_Work to complete_
Change "Show it with a point" to "Mark it with a point" everywhere in the lines below, keep every other word the same, and write the lines out again without the pictures.

_Entries from a point annotation set_
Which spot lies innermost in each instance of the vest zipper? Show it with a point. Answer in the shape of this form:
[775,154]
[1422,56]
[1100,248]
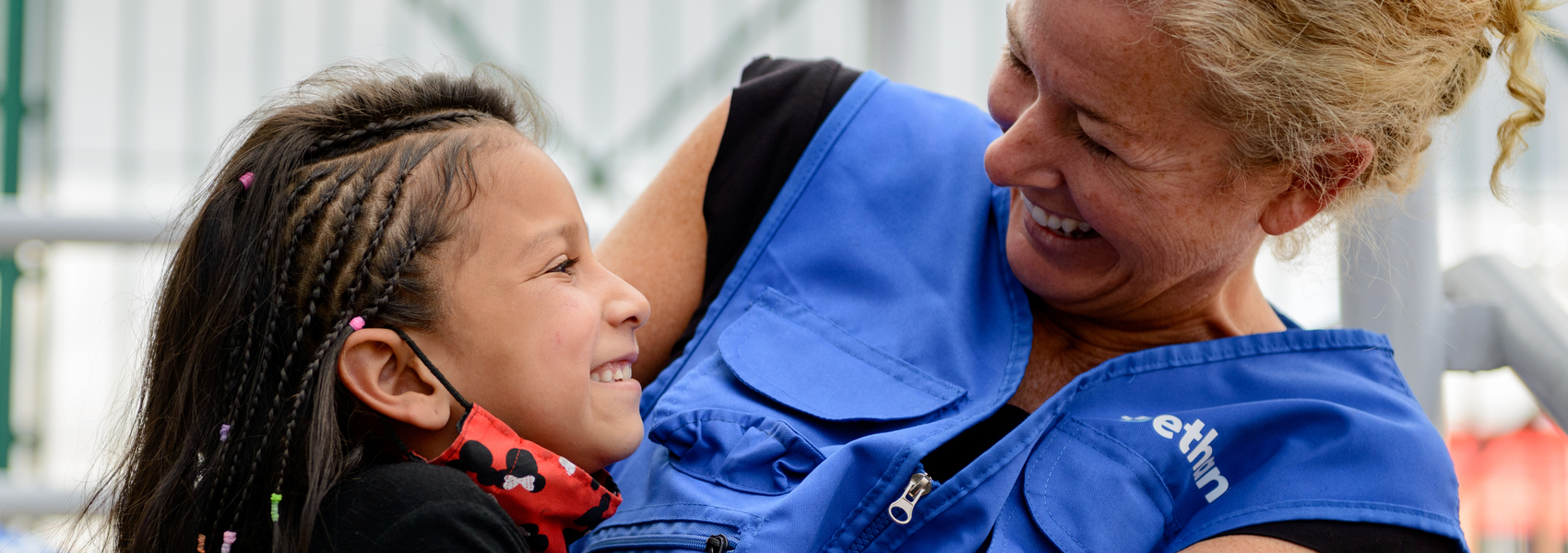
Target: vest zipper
[900,511]
[717,542]
[920,485]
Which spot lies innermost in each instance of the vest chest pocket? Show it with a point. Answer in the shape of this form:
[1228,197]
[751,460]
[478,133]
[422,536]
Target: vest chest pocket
[794,356]
[1088,492]
[786,389]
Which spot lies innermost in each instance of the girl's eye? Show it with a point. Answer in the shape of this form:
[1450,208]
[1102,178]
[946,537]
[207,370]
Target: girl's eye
[564,265]
[1092,146]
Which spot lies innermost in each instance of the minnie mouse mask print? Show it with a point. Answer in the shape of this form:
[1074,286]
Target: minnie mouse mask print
[544,494]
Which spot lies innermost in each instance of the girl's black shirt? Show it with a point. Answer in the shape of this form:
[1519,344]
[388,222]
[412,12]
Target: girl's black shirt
[414,508]
[773,114]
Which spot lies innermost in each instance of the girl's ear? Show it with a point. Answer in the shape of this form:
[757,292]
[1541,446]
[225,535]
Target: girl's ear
[1313,190]
[378,369]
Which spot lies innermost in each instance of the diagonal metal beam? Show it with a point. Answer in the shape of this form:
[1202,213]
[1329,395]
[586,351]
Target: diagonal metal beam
[716,69]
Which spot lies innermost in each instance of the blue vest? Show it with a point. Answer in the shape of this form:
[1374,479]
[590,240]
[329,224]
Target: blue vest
[873,317]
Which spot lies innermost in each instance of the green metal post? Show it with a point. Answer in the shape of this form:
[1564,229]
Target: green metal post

_Solution to the exercise_
Which spot lies innermost in each instance of the vest zipper? Mark it with a point. Answer in the shape of this form:
[775,154]
[1422,56]
[1100,248]
Target: vest zipper
[900,511]
[717,542]
[920,485]
Which spot lies innermost in each instance of the vest chest pocket? Mark it with a point. Answer in the shape of this form:
[1228,197]
[751,460]
[478,133]
[422,536]
Target: vest chest pocket
[794,356]
[1088,492]
[786,389]
Which spot lies innermost in each instance of the girl's eye? Mark it with a point. Answer in the shape of this form:
[1450,208]
[1102,178]
[946,537]
[207,370]
Target: girl's eye
[564,265]
[1092,146]
Which spot lies innermost in each instance of the minnie mouse mask print? Mark it with a point. Answer in the shape of this form:
[1074,286]
Target: minnie mouse mask print
[544,494]
Which spot lies innermost in each instance of the girl's black shirt? Mark it with a point. Answer in the shape of this form:
[1519,344]
[388,222]
[412,12]
Target: girl's black shirt
[414,508]
[773,114]
Which spot lies innermost in each instance of the girl's ear? Mark it with a point. Answer in the shape of this form:
[757,292]
[1541,446]
[225,535]
Target: girl's ear
[1313,190]
[378,369]
Which spot lies innermost in each instance of the diagonal metal beam? Mark it with a point. Answer in the shape of this form:
[1202,213]
[1329,395]
[586,351]
Target: diagonal metal beam
[716,69]
Which spot lies innermost in each instance of the blue vest? Mark it with a point. Answer in the shape of this form:
[1374,479]
[590,240]
[329,224]
Target: blue vest
[873,317]
Which spot lies innermost in each instance of the green metal post? Mark it with a point. Answer in the shape of this form:
[1564,229]
Target: green metal post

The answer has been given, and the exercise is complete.